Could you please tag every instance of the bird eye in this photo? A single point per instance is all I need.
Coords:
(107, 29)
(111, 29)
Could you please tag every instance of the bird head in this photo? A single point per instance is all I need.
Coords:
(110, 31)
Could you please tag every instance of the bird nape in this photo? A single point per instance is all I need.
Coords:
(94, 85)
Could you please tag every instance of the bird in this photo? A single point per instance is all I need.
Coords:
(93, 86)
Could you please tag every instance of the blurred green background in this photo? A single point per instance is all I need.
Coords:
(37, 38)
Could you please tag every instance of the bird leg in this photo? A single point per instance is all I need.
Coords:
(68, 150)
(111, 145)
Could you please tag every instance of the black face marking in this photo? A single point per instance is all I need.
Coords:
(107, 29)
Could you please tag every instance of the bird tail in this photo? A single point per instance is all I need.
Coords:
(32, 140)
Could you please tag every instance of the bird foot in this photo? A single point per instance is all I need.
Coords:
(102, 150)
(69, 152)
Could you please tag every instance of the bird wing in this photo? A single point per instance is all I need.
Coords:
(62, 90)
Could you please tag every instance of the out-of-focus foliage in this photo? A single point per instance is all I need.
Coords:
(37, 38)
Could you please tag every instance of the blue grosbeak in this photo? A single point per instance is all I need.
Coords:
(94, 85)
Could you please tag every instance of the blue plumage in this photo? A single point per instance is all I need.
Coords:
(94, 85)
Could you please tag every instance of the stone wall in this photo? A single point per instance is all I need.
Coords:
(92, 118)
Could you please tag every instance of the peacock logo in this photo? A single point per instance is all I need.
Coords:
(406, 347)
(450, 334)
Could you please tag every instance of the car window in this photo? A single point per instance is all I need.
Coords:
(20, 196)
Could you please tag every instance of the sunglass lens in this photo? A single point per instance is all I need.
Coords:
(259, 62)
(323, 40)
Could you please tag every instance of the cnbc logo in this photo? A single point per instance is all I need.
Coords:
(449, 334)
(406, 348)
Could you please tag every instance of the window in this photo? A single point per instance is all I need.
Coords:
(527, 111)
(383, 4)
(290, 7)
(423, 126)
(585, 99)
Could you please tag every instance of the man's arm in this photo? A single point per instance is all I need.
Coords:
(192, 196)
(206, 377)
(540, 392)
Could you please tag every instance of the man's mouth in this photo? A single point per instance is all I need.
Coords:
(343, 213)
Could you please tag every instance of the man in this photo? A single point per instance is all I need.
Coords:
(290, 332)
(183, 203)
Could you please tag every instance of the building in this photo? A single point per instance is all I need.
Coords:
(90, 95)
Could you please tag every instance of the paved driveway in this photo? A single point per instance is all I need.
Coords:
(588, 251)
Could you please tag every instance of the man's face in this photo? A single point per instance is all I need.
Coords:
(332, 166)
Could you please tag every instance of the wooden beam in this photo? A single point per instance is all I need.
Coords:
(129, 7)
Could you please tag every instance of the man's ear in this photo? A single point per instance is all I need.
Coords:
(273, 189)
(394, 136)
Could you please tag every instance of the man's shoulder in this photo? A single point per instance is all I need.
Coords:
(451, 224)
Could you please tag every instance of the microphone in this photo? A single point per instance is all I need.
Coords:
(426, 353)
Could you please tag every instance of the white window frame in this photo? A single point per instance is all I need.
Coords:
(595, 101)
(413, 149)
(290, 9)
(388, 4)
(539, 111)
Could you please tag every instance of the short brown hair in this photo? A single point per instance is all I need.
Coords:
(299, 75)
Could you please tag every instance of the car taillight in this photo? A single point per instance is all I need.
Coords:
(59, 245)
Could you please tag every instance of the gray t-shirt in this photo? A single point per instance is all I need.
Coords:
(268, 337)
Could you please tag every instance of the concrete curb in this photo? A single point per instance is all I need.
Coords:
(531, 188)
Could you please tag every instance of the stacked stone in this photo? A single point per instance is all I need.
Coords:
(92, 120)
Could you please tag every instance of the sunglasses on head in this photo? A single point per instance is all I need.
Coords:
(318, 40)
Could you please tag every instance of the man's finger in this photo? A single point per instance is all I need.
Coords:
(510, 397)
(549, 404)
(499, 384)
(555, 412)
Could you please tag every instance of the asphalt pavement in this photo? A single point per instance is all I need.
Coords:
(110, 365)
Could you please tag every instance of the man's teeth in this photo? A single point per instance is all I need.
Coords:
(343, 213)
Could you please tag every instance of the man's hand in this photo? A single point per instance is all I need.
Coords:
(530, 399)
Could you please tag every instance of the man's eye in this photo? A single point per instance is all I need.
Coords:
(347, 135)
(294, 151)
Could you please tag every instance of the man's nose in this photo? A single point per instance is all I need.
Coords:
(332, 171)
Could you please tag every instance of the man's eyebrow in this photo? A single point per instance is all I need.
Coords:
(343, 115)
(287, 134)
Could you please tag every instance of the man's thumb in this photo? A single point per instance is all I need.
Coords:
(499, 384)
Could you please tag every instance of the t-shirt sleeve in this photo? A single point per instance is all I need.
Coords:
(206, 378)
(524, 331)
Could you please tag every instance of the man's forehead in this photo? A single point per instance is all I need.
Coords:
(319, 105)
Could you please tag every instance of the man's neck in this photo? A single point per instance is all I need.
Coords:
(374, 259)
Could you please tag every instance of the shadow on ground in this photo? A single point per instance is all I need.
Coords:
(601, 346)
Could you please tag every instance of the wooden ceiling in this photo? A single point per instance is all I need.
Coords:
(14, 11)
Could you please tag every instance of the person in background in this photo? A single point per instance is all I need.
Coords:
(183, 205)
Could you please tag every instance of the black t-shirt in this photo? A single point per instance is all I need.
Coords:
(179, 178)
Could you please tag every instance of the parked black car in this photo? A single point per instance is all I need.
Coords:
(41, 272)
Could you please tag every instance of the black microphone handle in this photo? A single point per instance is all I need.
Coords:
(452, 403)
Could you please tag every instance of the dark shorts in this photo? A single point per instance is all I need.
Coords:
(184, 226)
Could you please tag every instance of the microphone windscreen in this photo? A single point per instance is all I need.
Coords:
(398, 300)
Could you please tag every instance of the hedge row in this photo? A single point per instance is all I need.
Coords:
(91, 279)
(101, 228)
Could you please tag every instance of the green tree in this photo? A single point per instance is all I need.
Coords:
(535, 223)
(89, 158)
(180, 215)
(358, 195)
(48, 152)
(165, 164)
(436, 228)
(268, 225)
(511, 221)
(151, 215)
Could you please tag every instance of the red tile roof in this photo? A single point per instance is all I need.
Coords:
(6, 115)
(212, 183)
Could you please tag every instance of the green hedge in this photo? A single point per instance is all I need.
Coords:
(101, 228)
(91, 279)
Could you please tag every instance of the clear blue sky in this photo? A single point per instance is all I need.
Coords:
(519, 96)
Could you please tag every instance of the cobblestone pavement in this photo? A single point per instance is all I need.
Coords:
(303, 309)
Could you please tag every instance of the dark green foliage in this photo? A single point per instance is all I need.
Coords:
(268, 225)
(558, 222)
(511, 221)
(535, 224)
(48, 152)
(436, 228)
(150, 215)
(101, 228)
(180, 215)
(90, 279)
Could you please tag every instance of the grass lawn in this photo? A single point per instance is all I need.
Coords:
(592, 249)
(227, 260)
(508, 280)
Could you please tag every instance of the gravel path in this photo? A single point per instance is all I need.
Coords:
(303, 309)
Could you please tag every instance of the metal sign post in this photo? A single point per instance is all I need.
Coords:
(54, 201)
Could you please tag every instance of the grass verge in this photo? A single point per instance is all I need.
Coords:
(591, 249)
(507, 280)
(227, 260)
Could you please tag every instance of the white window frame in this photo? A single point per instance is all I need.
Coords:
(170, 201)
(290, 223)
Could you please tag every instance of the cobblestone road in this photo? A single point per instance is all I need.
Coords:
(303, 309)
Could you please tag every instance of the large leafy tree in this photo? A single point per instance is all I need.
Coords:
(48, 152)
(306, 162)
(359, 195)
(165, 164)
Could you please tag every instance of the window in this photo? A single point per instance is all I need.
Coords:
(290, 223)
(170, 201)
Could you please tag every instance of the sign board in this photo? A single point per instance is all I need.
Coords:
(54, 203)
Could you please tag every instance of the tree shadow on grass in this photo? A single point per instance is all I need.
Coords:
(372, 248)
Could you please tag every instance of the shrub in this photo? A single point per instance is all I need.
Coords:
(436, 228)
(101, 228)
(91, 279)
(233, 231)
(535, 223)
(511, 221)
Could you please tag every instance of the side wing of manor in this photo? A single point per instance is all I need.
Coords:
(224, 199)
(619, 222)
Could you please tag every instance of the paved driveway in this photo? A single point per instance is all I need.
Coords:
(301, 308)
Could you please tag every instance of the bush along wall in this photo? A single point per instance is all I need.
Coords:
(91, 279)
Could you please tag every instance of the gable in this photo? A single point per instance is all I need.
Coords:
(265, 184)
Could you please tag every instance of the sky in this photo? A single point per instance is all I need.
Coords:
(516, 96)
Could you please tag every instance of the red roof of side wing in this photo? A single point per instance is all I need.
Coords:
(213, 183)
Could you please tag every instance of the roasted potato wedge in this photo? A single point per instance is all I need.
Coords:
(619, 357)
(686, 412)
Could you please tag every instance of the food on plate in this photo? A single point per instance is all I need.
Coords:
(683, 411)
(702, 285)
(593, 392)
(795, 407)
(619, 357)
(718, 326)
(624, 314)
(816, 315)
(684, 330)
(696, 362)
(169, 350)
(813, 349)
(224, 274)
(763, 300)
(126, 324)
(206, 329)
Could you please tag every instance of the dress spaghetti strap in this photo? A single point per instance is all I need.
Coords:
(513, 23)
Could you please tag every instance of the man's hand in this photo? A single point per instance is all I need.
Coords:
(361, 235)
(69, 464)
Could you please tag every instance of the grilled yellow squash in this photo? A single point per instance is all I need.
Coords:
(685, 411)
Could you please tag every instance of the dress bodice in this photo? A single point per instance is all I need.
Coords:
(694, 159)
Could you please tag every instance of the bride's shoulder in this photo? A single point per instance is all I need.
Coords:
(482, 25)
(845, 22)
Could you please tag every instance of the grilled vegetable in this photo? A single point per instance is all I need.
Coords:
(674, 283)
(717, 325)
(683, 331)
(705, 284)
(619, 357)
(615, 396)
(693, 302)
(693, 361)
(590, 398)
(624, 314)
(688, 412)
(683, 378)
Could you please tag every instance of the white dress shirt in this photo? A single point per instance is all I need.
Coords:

::::::::::

Restate word for word the lines of the data above, starting at the line containing "Could you please tag every instance of the roasted" and ending at the line containing "Could you please tag every instance of the food", both included, and nothing more.

Could you please tag every instance of the roasted potato wedge in this photo? A single point per instance is all I need.
Coords:
(619, 357)
(686, 412)
Could you please tag every instance of the food on plate in this photo? A single point per instance is all I need.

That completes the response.